→ WORK INSTRUCTIONS:
1. Please quote the logging post word for word, beginning at the words "Setting Up the" and stopping after "isolated and manageable.".
2. In the logging post, what two endpoints does the FastAPI server include?

→ SELECTED PASSAGE:
=-=-=-=-=
Python Debugging: Logging to a REST Endpoint for Enhanced Troubleshooting

When I was working on debugging a PyFlink job running inside a Docker container, I encountered a significant challenge: accessing and monitoring logs directly from my host machine. Traditional logging methods proved cumbersome, making it difficult to trace issues effectively. To overcome this hurdle, I decided to implement a custom Python logger that sends log messages to a REST endpoint. This approach allowed me to centralize and view logs seamlessly on my host computer, greatly simplifying the debugging process.

Thank me by sharing on Twitter 🙏

In this post, I’ll share how I set up a Python server using FastAPI to receive logs and how I configured an asynchronous REST handler in Python to send logs from my Dockerized PyFlink job. By following these steps, you’ll be able to implement a similar logging system in your projects, enhancing your ability to monitor and debug applications running in containerized environments.

Setting Up the Python Logging Server with FastAPI

The first step was to create a server capable of receiving log messages sent from my Python application. I chose FastAPI for its simplicity, speed, and robust support for building RESTful APIs.

Installing Dependencies

Before writing any code, I ensured that all necessary dependencies were installed. Using a virtual environment helped keep project dependencies isolated and manageable.

Plaintext
python -m venv log_server_env
source log_server_env/bin/activate  # On Windows: log_server_env\Scripts\activate
pip install fastapi uvicorn

Creating the FastAPI Server

With the dependencies in place, I created a Python script named log_server.py to set up the FastAPI server. This server includes two endpoints: one for receiving logs (POST /logs) and another for retrieving all stored logs (GET /logs).

Python
from fastapi import FastAPI, HTTPException
from fastapi.middleware.cors import CORSMiddleware
from pydantic import BaseModel
from typing import List
from datetime import datetime

app = FastAPI()

# Configure CORS if necessary
app.add_middleware(
    CORSMiddleware,
    allow_origins=["*"],  # Adjust this in production for security
    allow_credentials=True,
    allow_methods=["*"],
    allow_headers=["*"],
)
=-=-=-=-=
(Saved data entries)
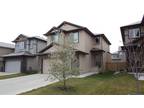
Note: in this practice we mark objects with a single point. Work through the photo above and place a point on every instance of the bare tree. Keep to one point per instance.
(135, 57)
(64, 62)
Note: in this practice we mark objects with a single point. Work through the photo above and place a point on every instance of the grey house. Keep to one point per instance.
(24, 58)
(5, 48)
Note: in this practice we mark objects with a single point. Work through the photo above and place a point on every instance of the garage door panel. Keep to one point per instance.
(13, 66)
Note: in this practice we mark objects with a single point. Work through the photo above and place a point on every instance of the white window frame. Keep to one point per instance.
(133, 33)
(55, 37)
(75, 37)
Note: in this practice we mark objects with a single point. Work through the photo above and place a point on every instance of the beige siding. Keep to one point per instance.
(4, 51)
(32, 63)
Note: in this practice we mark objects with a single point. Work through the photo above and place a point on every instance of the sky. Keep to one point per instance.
(36, 17)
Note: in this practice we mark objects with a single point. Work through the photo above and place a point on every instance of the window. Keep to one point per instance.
(134, 33)
(74, 37)
(55, 37)
(97, 40)
(20, 45)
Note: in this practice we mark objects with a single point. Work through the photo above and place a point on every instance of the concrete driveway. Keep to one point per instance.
(22, 84)
(6, 73)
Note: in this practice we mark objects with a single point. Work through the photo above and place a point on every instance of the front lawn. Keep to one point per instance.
(12, 75)
(101, 84)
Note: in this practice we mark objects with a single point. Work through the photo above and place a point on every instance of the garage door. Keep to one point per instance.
(45, 66)
(13, 66)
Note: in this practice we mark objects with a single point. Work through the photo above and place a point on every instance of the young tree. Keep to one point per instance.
(64, 62)
(135, 57)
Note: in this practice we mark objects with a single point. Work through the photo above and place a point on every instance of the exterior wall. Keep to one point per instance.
(85, 44)
(31, 45)
(4, 51)
(126, 34)
(14, 59)
(104, 45)
(41, 45)
(32, 64)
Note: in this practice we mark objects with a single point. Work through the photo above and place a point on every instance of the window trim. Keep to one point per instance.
(73, 38)
(53, 39)
(135, 36)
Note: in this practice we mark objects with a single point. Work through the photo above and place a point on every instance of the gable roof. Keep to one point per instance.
(7, 45)
(27, 37)
(65, 22)
(69, 23)
(133, 25)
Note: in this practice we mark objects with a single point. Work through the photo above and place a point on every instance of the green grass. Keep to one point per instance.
(12, 76)
(101, 84)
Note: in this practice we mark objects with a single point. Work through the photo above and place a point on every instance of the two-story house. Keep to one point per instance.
(92, 49)
(133, 37)
(24, 58)
(5, 48)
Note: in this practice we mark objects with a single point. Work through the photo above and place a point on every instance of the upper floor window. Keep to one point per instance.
(97, 40)
(134, 33)
(20, 45)
(74, 37)
(55, 37)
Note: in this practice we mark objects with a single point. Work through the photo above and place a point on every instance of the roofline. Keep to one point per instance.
(37, 38)
(66, 22)
(7, 47)
(33, 37)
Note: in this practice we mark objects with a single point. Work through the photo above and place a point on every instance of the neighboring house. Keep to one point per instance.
(118, 56)
(5, 48)
(132, 35)
(24, 58)
(92, 49)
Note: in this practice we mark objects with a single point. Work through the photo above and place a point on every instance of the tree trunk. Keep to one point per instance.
(64, 81)
(137, 83)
=-=-=-=-=
→ PER-TASK OUTPUTS:
1.
Setting Up the Python Logging Server with FastAPI

The first step was to create a server capable of receiving log messages sent from my Python application. I chose FastAPI for its simplicity, speed, and robust support for building RESTful APIs.

Installing Dependencies

Before writing any code, I ensured that all necessary dependencies were installed. Using a virtual environment helped keep project dependencies isolated and manageable.

2. POST /logs for receiving logs and GET /logs for retrieving all stored logs.